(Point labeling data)
-----

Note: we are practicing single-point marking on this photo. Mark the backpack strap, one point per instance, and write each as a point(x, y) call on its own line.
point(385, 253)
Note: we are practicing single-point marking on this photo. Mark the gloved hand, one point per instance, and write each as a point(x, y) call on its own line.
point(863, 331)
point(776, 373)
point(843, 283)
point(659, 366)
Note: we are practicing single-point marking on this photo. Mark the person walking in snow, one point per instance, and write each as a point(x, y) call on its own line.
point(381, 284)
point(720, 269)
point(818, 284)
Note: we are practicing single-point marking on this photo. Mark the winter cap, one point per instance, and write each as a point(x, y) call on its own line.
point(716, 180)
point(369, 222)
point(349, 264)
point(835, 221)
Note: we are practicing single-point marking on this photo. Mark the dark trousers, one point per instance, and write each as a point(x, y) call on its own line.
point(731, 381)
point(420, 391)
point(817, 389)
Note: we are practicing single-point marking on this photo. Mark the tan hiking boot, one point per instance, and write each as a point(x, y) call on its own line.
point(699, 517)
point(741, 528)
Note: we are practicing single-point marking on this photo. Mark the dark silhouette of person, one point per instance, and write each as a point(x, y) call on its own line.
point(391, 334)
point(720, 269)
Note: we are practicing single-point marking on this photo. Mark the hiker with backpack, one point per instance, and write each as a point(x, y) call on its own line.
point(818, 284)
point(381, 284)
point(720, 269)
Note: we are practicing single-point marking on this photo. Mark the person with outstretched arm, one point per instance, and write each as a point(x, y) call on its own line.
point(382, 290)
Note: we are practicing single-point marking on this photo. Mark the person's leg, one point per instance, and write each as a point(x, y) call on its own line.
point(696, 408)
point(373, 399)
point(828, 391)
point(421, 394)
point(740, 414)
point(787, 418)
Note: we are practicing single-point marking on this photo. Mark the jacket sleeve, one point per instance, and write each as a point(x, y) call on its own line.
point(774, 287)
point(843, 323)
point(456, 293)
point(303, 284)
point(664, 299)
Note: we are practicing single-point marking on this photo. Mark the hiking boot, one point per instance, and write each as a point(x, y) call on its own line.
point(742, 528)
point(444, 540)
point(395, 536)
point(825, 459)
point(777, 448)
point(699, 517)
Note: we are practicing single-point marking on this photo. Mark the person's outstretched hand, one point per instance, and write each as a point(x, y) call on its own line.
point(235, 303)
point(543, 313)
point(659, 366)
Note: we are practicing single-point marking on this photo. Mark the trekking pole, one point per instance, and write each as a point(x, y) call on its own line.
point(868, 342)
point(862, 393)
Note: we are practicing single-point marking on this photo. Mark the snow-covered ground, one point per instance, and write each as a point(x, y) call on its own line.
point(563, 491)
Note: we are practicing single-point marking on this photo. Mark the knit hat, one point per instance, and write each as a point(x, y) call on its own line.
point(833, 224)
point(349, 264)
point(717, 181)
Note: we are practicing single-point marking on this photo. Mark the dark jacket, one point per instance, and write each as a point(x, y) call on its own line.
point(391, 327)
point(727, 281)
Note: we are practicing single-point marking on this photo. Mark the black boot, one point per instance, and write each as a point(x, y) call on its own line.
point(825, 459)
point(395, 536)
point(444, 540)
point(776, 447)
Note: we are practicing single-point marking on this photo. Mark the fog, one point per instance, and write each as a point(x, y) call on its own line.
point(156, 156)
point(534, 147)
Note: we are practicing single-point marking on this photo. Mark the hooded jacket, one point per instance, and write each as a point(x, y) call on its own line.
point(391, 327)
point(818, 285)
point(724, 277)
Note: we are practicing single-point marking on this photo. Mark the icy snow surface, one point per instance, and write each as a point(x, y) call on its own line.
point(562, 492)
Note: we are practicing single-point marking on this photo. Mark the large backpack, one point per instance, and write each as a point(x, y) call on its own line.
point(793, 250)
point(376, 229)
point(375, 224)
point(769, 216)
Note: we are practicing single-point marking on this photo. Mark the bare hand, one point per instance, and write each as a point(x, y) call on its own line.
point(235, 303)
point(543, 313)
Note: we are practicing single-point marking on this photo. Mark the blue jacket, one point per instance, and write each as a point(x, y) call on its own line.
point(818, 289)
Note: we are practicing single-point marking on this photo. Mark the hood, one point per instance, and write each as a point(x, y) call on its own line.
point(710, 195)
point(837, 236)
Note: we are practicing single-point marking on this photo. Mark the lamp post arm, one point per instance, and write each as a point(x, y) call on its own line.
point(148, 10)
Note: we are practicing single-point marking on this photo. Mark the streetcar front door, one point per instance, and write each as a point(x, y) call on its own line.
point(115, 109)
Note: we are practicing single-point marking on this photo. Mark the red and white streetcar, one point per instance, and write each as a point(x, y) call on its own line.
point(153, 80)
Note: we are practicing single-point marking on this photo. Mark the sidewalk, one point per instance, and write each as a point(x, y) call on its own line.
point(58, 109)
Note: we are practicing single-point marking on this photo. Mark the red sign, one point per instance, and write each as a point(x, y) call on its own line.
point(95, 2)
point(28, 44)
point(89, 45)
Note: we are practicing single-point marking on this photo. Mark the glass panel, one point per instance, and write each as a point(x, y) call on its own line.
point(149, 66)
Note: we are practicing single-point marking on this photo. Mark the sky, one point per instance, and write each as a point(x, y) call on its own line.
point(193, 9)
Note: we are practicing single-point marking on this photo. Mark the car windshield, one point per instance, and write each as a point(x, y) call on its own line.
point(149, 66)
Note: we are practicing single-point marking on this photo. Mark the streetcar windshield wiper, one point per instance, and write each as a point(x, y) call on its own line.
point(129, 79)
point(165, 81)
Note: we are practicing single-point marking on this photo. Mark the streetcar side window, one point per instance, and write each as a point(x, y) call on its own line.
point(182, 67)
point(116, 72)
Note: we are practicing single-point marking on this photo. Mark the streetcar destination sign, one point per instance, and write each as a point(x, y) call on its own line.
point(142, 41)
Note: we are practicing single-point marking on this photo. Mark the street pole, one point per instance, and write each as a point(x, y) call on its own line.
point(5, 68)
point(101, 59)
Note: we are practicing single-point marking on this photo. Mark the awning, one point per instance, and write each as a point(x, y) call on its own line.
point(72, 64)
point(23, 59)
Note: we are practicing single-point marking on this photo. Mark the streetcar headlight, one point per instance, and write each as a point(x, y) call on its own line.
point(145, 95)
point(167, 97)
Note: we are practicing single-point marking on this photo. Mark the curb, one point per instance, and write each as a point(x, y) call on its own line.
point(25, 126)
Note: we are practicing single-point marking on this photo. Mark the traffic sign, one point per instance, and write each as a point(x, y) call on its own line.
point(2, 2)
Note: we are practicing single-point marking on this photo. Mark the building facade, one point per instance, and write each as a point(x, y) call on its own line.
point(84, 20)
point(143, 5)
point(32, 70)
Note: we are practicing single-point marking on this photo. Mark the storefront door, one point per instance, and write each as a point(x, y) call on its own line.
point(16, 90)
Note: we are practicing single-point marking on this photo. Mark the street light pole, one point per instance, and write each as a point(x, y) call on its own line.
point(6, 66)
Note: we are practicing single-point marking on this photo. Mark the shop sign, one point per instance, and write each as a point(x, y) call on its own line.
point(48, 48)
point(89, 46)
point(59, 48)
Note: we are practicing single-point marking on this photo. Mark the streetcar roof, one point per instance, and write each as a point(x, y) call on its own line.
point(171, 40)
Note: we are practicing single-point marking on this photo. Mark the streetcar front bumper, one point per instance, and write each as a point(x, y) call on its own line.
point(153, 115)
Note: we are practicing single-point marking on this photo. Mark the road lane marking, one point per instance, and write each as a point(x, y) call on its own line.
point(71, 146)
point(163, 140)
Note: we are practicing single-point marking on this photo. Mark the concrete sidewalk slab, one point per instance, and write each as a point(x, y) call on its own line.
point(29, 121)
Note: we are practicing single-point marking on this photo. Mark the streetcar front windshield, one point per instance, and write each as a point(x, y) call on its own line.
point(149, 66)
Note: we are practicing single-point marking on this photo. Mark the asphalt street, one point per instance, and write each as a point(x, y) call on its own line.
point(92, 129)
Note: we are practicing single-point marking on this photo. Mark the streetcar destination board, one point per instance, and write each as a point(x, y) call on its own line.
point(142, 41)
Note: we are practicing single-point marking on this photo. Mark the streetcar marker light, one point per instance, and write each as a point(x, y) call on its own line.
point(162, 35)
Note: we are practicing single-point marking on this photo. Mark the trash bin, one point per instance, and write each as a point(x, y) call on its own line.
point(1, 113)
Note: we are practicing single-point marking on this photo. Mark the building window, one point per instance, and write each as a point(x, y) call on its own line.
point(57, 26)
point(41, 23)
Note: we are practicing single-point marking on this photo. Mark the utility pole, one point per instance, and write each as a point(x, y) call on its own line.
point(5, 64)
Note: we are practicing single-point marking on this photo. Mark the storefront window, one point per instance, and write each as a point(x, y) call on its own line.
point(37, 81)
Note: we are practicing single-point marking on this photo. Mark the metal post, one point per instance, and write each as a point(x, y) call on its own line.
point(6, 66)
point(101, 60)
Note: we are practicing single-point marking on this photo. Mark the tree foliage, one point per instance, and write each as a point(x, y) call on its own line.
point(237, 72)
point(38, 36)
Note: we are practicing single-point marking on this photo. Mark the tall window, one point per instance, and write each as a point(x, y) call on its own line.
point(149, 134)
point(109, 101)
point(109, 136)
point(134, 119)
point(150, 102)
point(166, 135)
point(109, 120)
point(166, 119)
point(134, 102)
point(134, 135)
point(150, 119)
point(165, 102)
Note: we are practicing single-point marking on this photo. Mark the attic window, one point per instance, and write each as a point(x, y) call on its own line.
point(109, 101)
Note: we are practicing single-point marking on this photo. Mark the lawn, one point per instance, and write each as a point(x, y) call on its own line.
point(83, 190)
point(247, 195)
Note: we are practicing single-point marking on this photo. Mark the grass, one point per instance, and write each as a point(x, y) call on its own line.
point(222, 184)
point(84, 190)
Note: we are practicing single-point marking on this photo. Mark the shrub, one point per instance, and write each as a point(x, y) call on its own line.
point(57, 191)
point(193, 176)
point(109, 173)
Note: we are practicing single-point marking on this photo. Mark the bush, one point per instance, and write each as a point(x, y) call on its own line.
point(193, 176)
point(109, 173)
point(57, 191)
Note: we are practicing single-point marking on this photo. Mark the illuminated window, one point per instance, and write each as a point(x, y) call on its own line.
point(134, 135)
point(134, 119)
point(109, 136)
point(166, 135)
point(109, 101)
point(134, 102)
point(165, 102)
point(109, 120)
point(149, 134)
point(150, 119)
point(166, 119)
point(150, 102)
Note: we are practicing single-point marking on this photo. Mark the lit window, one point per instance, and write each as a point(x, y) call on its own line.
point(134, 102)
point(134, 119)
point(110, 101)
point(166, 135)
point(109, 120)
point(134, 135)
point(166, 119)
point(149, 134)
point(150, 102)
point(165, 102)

-----

> **Task to carry out**: Reproduce without changes the part of the data that begins with the line containing "Mark the tan" and ends with the line containing "point(787, 418)", including both of those lines.

> **Task solution**:
Note: we are practicing single-point marking on this photo. Mark the tan hiking boot, one point per instance, and write each as a point(x, y) call on its own line.
point(699, 517)
point(741, 528)
Note: we are practicing single-point marking on this photo. Mark the dark silhouette of person, one point per instance, and write each as a point(x, y) call on its own line.
point(391, 334)
point(720, 269)
Note: we are practicing single-point marking on this photo. Mark the hiker with backpack, one point per instance, and write each as a point(x, y) call on its own line.
point(818, 284)
point(381, 284)
point(720, 269)
Note: we are practicing single-point marking on this photo. Mark the person with outstretched arm, one point per instance, and write each as a point(x, y) call on its own line.
point(382, 290)
Note: we are practicing single-point marking on this photo. Mark the person's leg, one point per instance, and write each as a point(x, y) call on its own line.
point(696, 408)
point(373, 399)
point(828, 391)
point(421, 394)
point(740, 414)
point(787, 418)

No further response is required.